SET EXERCISE:
Rewrite the entries as a numbered list with blank lines omitted, starting at the line containing "In the photo above, where can the green upper" and continuing through the line containing "point(524, 192)", both included.

Position annotation entries:
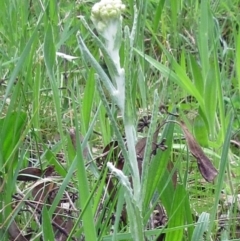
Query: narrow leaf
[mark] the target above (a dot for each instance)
(205, 166)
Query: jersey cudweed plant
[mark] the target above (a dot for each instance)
(107, 19)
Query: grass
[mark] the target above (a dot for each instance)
(184, 58)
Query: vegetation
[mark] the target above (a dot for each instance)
(138, 140)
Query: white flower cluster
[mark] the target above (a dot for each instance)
(107, 9)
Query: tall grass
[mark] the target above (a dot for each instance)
(183, 55)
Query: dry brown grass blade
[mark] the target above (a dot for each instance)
(15, 232)
(205, 166)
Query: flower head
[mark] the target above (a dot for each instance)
(105, 11)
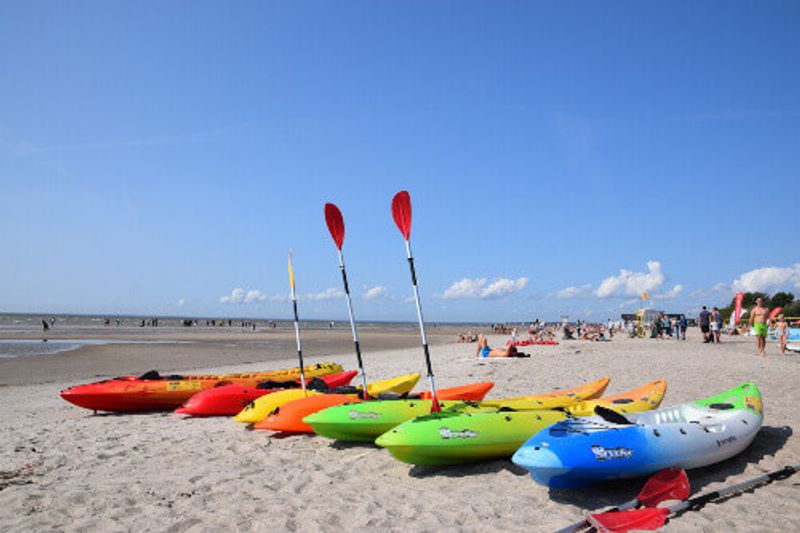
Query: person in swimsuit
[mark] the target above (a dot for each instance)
(484, 350)
(782, 328)
(759, 321)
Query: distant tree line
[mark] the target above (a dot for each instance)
(791, 307)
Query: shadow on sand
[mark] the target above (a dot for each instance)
(348, 445)
(768, 441)
(492, 467)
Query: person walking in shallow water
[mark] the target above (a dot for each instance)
(759, 321)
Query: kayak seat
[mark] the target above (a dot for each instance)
(611, 416)
(721, 406)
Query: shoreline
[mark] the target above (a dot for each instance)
(176, 352)
(72, 470)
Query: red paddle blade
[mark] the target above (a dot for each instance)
(435, 407)
(667, 484)
(633, 520)
(333, 217)
(401, 211)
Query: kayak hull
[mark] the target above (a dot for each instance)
(581, 452)
(457, 438)
(228, 400)
(132, 394)
(366, 422)
(289, 418)
(259, 409)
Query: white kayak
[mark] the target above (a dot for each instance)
(582, 451)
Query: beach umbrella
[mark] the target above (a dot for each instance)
(335, 222)
(401, 212)
(297, 325)
(651, 519)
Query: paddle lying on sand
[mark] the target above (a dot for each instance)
(651, 519)
(667, 484)
(401, 212)
(297, 325)
(335, 222)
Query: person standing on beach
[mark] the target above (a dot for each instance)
(759, 319)
(782, 329)
(715, 324)
(704, 319)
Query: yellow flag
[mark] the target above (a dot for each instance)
(291, 272)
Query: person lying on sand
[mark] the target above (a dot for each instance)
(483, 350)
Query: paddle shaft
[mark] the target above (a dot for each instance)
(699, 501)
(297, 337)
(583, 524)
(419, 317)
(353, 324)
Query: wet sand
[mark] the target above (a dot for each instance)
(188, 349)
(68, 470)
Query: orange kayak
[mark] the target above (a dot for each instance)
(289, 417)
(227, 400)
(152, 392)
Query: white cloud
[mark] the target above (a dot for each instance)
(327, 294)
(478, 288)
(627, 284)
(721, 288)
(671, 294)
(632, 283)
(375, 292)
(768, 279)
(241, 296)
(503, 287)
(466, 288)
(254, 295)
(574, 292)
(235, 297)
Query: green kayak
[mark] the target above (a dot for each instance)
(363, 422)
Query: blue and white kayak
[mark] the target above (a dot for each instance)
(582, 451)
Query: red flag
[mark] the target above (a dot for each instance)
(737, 307)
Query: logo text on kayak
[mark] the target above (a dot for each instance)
(603, 454)
(447, 434)
(355, 415)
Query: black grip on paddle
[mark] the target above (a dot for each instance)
(427, 359)
(344, 281)
(358, 354)
(700, 501)
(413, 271)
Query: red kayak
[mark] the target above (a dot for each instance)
(153, 392)
(228, 400)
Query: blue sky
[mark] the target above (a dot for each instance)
(560, 156)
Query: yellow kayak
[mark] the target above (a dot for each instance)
(259, 409)
(551, 400)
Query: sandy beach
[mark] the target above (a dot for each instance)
(64, 468)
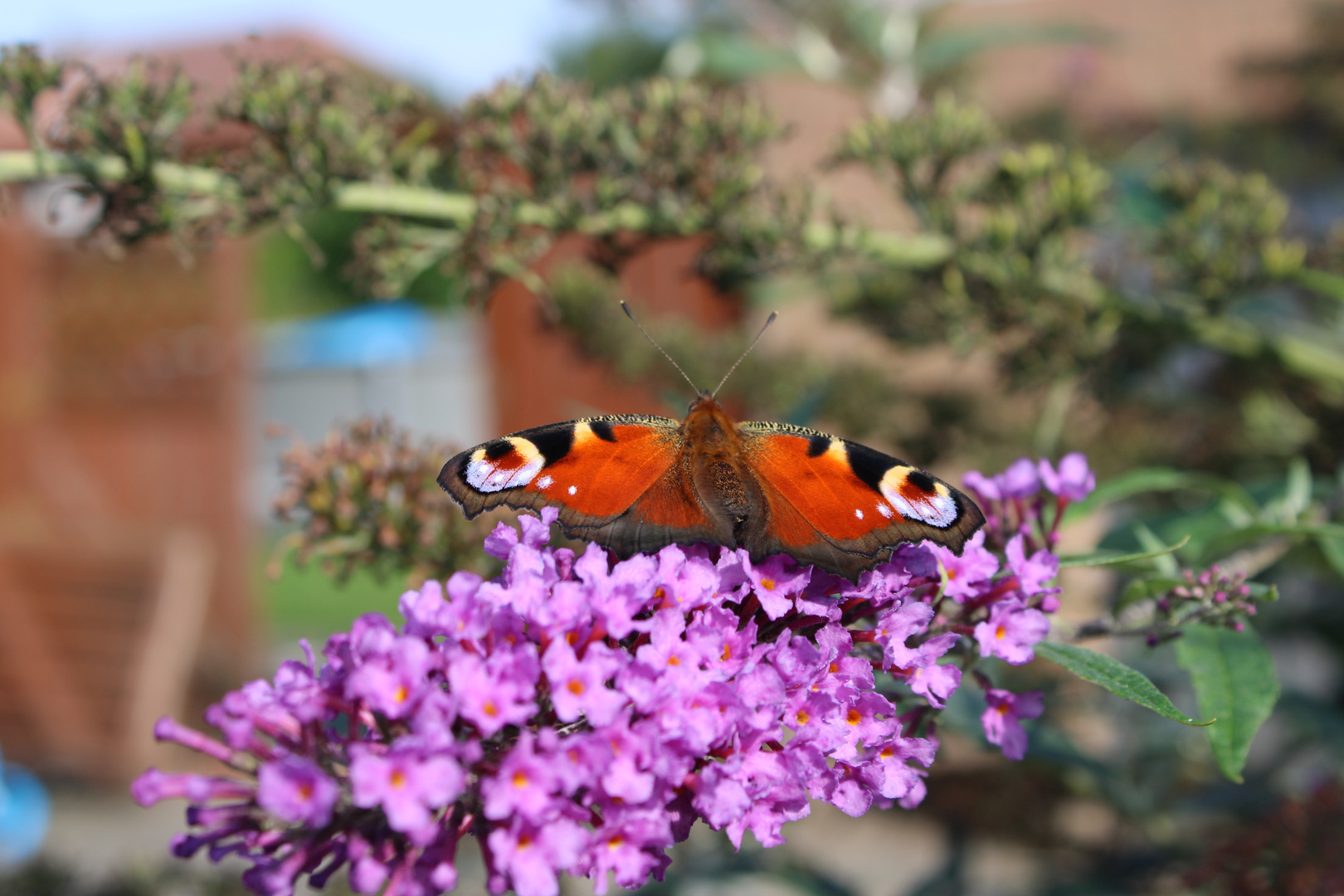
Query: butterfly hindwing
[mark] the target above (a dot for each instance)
(858, 500)
(616, 480)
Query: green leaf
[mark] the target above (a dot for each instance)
(1235, 681)
(1161, 480)
(1149, 542)
(1107, 558)
(1333, 551)
(1116, 677)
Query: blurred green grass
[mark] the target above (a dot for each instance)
(305, 602)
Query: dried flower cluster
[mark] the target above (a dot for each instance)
(578, 715)
(368, 499)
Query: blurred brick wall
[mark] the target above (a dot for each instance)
(1163, 56)
(123, 426)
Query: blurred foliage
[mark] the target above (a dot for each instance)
(767, 386)
(1015, 214)
(136, 119)
(1164, 290)
(474, 193)
(316, 127)
(1294, 850)
(23, 75)
(893, 52)
(45, 878)
(366, 499)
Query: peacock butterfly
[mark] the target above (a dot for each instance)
(635, 484)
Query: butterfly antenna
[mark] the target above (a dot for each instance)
(631, 314)
(769, 320)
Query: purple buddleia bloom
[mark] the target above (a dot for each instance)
(897, 626)
(578, 687)
(668, 655)
(684, 581)
(862, 727)
(723, 646)
(522, 787)
(494, 694)
(1073, 481)
(1032, 572)
(624, 846)
(1001, 719)
(296, 790)
(407, 786)
(981, 486)
(392, 684)
(891, 774)
(153, 786)
(776, 581)
(1020, 480)
(930, 680)
(578, 713)
(1011, 631)
(968, 575)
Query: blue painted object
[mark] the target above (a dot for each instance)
(24, 813)
(373, 334)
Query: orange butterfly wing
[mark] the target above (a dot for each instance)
(616, 480)
(840, 504)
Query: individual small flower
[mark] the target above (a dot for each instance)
(965, 577)
(1003, 715)
(407, 786)
(1032, 572)
(1011, 631)
(296, 790)
(1073, 481)
(522, 787)
(578, 688)
(492, 694)
(1020, 480)
(930, 680)
(392, 684)
(776, 581)
(533, 856)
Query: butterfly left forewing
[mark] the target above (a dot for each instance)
(615, 480)
(855, 500)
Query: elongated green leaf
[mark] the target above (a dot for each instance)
(1322, 282)
(1116, 677)
(1161, 480)
(1149, 542)
(1233, 539)
(1107, 559)
(1235, 681)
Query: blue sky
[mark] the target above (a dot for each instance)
(452, 46)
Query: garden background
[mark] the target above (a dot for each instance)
(991, 231)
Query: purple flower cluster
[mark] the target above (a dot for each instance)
(1014, 503)
(577, 715)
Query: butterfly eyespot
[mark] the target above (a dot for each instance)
(918, 496)
(507, 464)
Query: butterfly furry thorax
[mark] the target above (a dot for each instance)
(636, 484)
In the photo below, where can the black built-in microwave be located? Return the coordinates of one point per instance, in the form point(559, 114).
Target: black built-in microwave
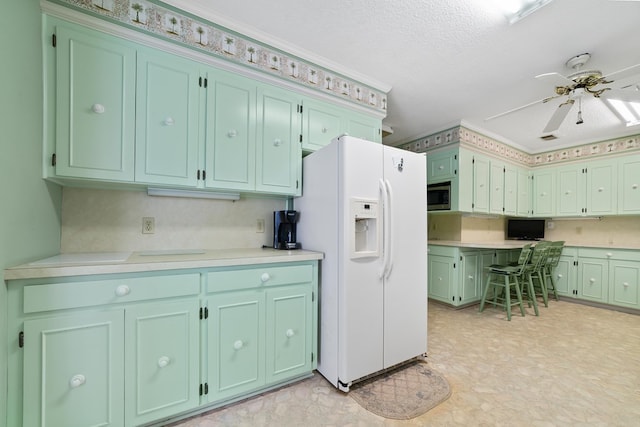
point(439, 196)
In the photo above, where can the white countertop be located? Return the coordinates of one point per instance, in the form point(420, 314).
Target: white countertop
point(515, 244)
point(80, 264)
point(506, 244)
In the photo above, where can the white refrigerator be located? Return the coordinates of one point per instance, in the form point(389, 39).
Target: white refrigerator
point(365, 206)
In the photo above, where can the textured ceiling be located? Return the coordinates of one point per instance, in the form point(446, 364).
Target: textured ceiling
point(455, 61)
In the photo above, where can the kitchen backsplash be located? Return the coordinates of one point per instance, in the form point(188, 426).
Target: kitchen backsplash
point(620, 231)
point(110, 220)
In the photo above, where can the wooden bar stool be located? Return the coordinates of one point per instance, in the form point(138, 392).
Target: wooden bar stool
point(503, 279)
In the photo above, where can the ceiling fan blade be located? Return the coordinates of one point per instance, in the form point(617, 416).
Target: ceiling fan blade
point(628, 95)
point(513, 110)
point(558, 116)
point(623, 73)
point(555, 79)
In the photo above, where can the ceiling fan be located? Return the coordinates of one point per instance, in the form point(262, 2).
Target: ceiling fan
point(581, 83)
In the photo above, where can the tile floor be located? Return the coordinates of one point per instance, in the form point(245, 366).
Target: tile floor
point(574, 365)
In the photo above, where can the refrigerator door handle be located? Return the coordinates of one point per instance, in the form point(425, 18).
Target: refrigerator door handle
point(385, 206)
point(388, 224)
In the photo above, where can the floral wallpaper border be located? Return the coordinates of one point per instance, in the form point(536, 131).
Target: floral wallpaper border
point(155, 17)
point(462, 135)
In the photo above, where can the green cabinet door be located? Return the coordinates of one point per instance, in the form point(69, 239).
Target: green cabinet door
point(510, 190)
point(162, 360)
point(442, 166)
point(321, 123)
point(278, 153)
point(543, 192)
point(236, 344)
point(166, 119)
point(602, 193)
point(593, 275)
point(76, 370)
point(624, 283)
point(289, 332)
point(524, 193)
point(565, 274)
point(230, 132)
point(468, 288)
point(481, 183)
point(496, 187)
point(441, 277)
point(95, 105)
point(570, 191)
point(629, 185)
point(364, 127)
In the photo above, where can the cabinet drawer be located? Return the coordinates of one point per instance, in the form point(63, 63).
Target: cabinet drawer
point(59, 296)
point(246, 278)
point(610, 254)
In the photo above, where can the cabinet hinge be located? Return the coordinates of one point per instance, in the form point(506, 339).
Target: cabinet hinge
point(204, 389)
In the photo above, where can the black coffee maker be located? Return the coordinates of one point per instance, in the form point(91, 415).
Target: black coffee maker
point(284, 229)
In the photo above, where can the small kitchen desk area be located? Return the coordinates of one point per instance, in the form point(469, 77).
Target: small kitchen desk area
point(146, 337)
point(457, 269)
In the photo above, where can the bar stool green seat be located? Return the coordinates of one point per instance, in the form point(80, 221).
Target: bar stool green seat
point(553, 257)
point(534, 277)
point(503, 280)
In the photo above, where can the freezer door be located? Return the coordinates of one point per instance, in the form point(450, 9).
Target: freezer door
point(405, 287)
point(360, 286)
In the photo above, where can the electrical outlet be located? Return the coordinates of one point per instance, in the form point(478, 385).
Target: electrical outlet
point(148, 225)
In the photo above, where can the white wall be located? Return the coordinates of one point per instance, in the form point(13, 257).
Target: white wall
point(111, 220)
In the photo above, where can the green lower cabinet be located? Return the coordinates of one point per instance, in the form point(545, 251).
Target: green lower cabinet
point(565, 275)
point(288, 332)
point(162, 360)
point(236, 344)
point(441, 277)
point(456, 275)
point(592, 279)
point(74, 370)
point(624, 286)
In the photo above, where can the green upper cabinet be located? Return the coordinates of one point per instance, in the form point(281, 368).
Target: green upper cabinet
point(543, 192)
point(167, 119)
point(442, 166)
point(510, 190)
point(321, 122)
point(524, 192)
point(496, 187)
point(570, 190)
point(94, 104)
point(601, 188)
point(365, 127)
point(481, 183)
point(629, 185)
point(231, 131)
point(278, 151)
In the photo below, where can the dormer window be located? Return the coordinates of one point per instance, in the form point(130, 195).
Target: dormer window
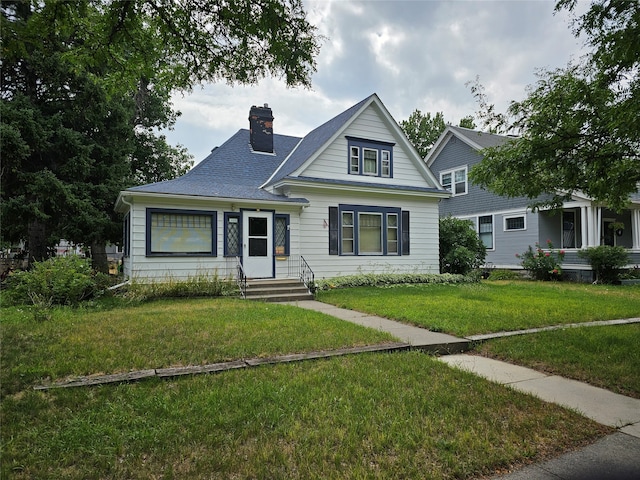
point(455, 181)
point(370, 157)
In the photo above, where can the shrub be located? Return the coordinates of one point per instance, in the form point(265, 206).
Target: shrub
point(461, 249)
point(541, 264)
point(200, 285)
point(384, 279)
point(500, 274)
point(606, 261)
point(56, 281)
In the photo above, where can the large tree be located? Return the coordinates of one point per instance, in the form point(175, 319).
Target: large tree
point(87, 85)
point(579, 125)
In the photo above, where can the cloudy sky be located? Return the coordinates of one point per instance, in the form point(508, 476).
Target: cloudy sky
point(414, 54)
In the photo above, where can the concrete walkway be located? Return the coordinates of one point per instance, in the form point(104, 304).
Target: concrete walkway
point(614, 457)
point(418, 338)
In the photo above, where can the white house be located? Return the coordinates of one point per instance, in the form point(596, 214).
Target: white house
point(351, 196)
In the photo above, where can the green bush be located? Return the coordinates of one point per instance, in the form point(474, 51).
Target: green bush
point(56, 281)
point(200, 285)
point(500, 274)
point(384, 279)
point(541, 264)
point(461, 249)
point(606, 261)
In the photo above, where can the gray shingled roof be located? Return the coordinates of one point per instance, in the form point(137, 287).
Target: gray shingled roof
point(232, 170)
point(484, 140)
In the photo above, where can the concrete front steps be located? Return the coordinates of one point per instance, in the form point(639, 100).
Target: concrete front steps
point(280, 290)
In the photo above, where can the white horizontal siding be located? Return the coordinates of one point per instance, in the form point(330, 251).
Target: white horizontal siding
point(314, 237)
point(333, 162)
point(164, 268)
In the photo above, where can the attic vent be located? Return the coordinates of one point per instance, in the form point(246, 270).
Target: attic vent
point(261, 128)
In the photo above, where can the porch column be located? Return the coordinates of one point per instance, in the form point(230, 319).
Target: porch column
point(591, 227)
point(635, 228)
point(584, 232)
point(598, 239)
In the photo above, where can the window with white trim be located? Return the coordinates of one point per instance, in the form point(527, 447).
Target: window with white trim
point(354, 160)
point(347, 233)
point(368, 230)
point(370, 157)
point(180, 232)
point(386, 163)
point(455, 181)
point(392, 234)
point(370, 233)
point(514, 223)
point(485, 230)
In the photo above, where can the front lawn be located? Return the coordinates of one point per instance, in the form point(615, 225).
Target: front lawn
point(162, 334)
point(402, 415)
point(468, 309)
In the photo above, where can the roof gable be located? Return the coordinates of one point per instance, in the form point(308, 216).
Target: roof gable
point(315, 141)
point(232, 170)
point(474, 138)
point(322, 138)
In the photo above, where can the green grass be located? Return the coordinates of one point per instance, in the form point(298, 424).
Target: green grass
point(402, 415)
point(162, 334)
point(606, 357)
point(468, 309)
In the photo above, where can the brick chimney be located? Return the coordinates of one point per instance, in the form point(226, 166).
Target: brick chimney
point(261, 129)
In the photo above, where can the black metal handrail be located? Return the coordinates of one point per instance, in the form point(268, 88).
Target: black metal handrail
point(241, 278)
point(306, 275)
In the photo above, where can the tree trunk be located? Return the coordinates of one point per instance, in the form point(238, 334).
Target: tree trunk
point(37, 246)
point(99, 260)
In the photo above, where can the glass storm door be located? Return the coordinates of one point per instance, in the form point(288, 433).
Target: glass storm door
point(257, 257)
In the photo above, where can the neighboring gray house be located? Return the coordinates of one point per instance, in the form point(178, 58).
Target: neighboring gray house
point(507, 226)
point(351, 196)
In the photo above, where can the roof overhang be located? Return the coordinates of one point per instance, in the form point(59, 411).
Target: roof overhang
point(362, 188)
point(127, 197)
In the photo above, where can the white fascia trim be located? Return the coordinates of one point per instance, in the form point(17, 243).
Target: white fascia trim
point(360, 189)
point(236, 201)
point(282, 164)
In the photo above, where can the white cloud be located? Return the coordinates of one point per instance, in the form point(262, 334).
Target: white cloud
point(414, 54)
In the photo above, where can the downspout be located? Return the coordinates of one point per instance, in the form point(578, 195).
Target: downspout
point(128, 280)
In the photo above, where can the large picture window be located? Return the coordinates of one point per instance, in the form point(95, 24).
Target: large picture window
point(368, 230)
point(180, 232)
point(370, 157)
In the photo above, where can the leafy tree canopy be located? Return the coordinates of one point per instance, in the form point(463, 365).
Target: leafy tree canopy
point(579, 125)
point(87, 85)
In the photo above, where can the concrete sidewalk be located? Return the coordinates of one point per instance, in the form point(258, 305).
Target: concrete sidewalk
point(418, 338)
point(615, 457)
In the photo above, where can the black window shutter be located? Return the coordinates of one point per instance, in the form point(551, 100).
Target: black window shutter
point(333, 230)
point(405, 232)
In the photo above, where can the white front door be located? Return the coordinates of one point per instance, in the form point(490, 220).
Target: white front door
point(257, 241)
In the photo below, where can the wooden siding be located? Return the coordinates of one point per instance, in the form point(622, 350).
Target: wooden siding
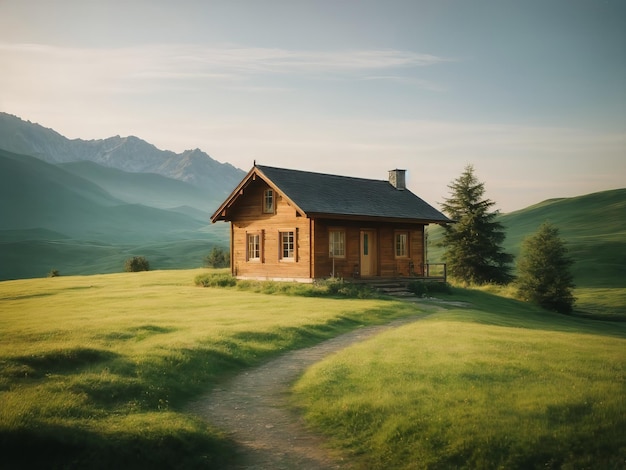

THE RESPONSE:
1. In the photo above, where can the green upper cabinet be located? Return the coordinates of one point per instance, in the form point(281, 368).
2. Target: green upper cabinet
3. point(543, 192)
4. point(167, 119)
5. point(442, 166)
6. point(510, 190)
7. point(321, 122)
8. point(524, 192)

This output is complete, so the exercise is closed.